* [Travail à faire]
• A. Actualisez un passage du texte sur Bodega en remplaçant « pizza » par « burgers ». Commencez aux mots « Pour le Festival » et arrêtez-vous après « pizza avec eux. ».
• B. Écrivez la suite du texte sur Bodega, à partir de l'endroit où il s'arrête.

* [Section de texte]
—————
Pour le Festival GéNéRiQ, les américains de Bodega débarquent en BFC. Ni une ni deux, on en a profité pour aller tchatcher un peu postpunk, technologie et pizza avec eux.

Le groupe existe depuis peu de temps, seulement deux ans. Précédemment vous faisiez partie de différents groupes, entre autre Bodega Bay. Vous avez sortis un disque qui s’appelait « Your brand could be your life » (en référence au livre Your band could be your life, un classique sur la scène indie US ndlr). Le style que vous défendiez était alors plutôt indie lo-fi. En enlevant le « bay » dans votre nom, vous vous êtes transformé en groupe post-punk, vous auriez donc pu appeler cet album « Rip it off and start it again » (autre référence littéraire sur l’univers postpunk) ? Est-ce que cette étiquette postpunk vous convient ?
—————
* [Données enregistrées]
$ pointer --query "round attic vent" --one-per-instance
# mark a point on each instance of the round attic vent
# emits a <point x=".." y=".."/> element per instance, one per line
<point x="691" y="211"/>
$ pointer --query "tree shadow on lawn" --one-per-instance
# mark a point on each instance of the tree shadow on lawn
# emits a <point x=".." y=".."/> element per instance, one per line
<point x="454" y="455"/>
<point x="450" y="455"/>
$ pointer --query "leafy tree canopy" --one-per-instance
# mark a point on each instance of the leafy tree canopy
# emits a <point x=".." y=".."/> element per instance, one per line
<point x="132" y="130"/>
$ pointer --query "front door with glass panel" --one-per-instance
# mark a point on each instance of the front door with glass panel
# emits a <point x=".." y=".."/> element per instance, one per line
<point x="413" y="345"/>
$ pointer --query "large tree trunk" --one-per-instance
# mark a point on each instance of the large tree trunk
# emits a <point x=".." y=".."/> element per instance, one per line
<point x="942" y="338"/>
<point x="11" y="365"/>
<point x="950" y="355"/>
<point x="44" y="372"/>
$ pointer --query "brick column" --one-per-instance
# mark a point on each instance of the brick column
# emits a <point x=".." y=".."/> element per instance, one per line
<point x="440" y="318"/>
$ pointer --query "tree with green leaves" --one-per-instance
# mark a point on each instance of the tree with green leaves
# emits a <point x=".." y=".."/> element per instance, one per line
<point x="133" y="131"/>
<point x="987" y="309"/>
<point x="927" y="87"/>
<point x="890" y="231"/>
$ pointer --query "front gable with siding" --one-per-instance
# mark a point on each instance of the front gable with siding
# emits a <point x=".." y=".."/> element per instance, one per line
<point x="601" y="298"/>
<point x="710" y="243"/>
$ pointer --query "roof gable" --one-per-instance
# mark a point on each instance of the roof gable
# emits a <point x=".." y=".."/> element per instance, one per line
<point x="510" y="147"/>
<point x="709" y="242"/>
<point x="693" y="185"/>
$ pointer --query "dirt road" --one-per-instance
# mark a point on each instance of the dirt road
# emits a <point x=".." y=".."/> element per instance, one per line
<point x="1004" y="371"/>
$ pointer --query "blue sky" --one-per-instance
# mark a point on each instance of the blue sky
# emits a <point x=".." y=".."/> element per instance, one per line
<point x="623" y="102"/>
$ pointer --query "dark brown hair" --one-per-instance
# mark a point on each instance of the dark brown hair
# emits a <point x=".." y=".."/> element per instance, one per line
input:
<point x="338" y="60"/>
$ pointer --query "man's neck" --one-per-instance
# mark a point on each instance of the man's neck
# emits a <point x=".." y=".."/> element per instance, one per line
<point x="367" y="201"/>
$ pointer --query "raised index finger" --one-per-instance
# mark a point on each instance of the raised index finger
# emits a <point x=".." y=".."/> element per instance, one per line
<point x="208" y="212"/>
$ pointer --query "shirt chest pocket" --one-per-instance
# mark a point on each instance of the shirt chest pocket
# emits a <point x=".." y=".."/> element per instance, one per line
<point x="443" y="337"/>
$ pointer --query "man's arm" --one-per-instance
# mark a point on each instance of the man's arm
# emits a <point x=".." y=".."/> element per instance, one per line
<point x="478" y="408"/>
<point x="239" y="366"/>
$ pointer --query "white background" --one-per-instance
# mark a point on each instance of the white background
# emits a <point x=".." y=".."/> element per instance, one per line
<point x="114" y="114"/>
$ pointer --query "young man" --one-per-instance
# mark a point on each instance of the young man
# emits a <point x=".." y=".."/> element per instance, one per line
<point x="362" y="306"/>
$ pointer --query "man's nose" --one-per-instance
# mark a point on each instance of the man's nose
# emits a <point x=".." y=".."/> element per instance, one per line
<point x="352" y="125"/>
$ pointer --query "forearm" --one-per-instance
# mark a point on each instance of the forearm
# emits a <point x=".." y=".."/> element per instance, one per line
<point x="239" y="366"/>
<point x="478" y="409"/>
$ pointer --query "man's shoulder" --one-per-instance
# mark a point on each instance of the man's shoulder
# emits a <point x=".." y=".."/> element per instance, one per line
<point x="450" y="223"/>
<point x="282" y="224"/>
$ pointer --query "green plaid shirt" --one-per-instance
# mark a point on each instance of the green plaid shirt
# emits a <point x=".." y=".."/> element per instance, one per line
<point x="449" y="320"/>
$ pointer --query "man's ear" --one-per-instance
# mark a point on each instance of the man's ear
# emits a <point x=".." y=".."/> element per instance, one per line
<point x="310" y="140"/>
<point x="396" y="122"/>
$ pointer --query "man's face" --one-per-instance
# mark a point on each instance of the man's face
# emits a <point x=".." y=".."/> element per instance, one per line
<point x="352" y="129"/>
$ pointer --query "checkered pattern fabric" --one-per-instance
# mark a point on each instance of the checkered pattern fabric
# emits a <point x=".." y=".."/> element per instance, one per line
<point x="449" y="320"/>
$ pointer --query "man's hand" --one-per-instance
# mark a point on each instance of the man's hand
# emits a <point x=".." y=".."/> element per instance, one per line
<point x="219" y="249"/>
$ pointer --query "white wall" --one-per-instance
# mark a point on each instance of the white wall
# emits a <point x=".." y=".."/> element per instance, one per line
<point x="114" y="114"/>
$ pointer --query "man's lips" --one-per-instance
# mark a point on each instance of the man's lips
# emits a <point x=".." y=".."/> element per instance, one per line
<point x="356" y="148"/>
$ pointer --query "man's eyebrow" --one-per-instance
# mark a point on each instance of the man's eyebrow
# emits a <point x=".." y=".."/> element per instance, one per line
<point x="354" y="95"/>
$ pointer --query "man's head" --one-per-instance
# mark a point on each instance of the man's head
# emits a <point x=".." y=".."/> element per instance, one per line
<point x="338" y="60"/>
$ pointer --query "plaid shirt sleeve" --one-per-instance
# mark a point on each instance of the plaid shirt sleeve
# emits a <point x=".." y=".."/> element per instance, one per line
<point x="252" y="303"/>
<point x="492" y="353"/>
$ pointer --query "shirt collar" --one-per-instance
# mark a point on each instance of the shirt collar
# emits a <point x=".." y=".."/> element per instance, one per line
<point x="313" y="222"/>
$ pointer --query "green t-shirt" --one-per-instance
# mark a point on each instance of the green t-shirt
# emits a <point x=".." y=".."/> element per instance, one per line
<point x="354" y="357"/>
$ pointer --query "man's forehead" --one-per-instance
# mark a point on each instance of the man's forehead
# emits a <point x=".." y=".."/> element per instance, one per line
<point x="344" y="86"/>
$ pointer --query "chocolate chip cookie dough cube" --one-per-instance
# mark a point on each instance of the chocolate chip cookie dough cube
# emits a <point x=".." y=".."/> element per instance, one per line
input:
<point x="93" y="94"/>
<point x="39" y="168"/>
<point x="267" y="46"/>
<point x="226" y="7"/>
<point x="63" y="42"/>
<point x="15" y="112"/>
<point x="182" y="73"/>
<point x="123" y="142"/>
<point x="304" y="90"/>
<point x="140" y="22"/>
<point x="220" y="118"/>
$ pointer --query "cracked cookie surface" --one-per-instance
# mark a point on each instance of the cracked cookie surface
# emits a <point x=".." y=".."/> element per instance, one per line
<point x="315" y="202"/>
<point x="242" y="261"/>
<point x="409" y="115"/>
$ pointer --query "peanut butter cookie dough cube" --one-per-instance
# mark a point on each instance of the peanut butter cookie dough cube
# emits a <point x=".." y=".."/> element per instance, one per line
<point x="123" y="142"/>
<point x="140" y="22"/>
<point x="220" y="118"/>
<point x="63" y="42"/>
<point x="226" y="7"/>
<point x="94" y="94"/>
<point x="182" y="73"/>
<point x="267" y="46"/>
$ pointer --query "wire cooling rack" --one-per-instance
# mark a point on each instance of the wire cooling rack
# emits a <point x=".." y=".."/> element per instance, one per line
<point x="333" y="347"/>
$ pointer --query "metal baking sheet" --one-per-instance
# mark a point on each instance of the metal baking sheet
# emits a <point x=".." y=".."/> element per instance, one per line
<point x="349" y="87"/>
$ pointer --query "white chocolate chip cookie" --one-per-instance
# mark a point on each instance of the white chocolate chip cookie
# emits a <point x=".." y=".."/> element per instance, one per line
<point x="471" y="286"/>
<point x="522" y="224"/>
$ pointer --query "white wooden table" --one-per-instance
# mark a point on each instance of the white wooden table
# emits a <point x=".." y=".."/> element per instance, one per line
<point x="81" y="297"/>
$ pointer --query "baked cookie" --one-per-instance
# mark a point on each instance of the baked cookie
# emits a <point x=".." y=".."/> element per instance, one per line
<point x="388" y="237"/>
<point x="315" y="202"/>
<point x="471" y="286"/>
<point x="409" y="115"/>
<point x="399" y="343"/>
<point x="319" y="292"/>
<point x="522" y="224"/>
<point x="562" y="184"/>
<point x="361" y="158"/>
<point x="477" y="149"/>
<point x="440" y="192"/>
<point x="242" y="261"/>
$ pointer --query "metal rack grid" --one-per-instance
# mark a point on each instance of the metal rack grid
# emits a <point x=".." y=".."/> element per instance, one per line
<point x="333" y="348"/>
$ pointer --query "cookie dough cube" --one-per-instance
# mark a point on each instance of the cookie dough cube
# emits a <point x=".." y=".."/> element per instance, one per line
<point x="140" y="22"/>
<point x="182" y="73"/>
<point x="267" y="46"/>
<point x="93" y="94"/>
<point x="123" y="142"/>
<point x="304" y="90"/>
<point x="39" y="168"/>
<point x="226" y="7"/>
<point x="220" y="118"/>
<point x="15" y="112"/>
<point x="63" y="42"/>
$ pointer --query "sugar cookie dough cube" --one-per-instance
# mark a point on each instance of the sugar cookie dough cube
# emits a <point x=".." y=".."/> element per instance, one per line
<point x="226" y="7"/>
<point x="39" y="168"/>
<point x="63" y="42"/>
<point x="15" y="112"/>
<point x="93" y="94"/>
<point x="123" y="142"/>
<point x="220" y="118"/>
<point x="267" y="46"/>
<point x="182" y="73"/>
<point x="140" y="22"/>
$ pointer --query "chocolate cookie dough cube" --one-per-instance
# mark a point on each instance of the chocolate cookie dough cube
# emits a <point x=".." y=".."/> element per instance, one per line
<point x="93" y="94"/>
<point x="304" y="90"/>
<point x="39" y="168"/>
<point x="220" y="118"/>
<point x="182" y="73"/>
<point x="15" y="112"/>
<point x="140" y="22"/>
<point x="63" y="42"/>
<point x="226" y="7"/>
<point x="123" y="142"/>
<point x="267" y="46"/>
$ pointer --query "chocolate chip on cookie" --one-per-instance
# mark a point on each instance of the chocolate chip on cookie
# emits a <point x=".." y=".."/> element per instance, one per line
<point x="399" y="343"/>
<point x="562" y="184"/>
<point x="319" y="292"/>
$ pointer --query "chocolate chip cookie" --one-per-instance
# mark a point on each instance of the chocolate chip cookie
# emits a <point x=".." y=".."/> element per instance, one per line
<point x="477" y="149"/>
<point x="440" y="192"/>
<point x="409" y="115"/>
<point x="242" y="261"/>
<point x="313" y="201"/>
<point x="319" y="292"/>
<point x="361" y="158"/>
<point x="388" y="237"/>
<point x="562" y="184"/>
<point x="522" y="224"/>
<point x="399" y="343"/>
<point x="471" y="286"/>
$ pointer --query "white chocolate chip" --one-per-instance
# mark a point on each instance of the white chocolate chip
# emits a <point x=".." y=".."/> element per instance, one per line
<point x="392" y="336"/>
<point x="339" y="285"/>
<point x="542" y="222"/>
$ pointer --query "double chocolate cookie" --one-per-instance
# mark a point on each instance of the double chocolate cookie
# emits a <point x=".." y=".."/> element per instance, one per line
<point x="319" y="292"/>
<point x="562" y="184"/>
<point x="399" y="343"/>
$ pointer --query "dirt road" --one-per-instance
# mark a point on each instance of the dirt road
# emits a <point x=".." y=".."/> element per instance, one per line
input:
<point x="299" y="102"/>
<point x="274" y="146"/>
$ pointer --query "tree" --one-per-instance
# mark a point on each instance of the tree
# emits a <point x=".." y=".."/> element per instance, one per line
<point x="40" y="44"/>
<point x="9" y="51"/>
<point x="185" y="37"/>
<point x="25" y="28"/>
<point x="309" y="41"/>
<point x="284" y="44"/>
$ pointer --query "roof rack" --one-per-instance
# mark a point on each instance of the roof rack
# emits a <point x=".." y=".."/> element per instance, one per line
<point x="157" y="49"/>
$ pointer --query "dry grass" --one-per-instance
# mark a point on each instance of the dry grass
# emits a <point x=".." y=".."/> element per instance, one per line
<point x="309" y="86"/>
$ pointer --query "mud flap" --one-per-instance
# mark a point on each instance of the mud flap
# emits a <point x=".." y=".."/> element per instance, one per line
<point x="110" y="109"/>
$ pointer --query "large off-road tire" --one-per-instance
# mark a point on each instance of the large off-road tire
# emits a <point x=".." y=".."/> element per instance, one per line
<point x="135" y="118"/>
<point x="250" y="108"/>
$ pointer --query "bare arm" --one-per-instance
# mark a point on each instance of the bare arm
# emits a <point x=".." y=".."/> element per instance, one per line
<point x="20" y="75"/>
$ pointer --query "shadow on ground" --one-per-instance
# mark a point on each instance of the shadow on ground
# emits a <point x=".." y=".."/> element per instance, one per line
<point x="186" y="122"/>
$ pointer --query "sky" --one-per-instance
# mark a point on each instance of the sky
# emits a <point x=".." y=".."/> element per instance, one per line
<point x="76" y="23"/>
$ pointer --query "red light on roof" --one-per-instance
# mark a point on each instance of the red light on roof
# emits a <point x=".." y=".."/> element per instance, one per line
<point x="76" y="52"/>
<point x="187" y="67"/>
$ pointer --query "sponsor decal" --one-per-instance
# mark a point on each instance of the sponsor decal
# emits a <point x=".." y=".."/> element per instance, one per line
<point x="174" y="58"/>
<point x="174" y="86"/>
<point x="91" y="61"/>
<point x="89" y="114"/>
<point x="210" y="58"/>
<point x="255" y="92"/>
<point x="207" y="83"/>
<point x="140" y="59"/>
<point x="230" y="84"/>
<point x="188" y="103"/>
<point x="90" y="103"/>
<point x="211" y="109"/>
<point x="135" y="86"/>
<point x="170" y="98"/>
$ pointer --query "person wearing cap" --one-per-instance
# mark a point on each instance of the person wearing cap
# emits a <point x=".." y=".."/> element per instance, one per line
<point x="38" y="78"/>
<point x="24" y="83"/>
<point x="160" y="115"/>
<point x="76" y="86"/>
—————
* [Liste des réponses]
• A.
Pour le Festival GéNéRiQ, les américains de Bodega débarquent en BFC. Ni une ni deux, on en a profité pour aller tchatcher un peu postpunk, technologie et burgers avec eux.

• B.
C’est plutôt marrant. Mais cette expérience est (un peu) moins un essai concernant mon expérience et ma désillusion autour de cette scène DIY que j’ai côtoyé quand j’étais avec Bodega Bay. Du coup, ce genre de jeu de mot n’aurait pas pu fonctionner avec ce projet. Au niveau du genre, on se définit davantage comme un groupe « Art rock ». Ce terme est assez vague pour regrouper toutes les formes d’arts conceptuelles dans le rock’n’roll. Cela dit, nous regroupons bon nombre de codes liés au post-punk sur l’album Endless Scroll mais tout ce que nous faisons avec Bodega n’a pas vocation à sonner post-punk non plus.

Les genres peuvent être vite considérés comme superficiels, mais il faut bien commencer quelque part. La raison pour laquelle nous avons été conduit vers les « originals gangsters » du post punk britannique étaient partiellement sonique (nous aimons le minimalisme et la précision) mais également (en tout cas pour moi) leurs qualités philosophiques. Des groupes comme Wire ou The Fall ont fait ou font encore du rock certes simple mais idéologiquement bien plus vaste que le commun des groupes de rock habituels.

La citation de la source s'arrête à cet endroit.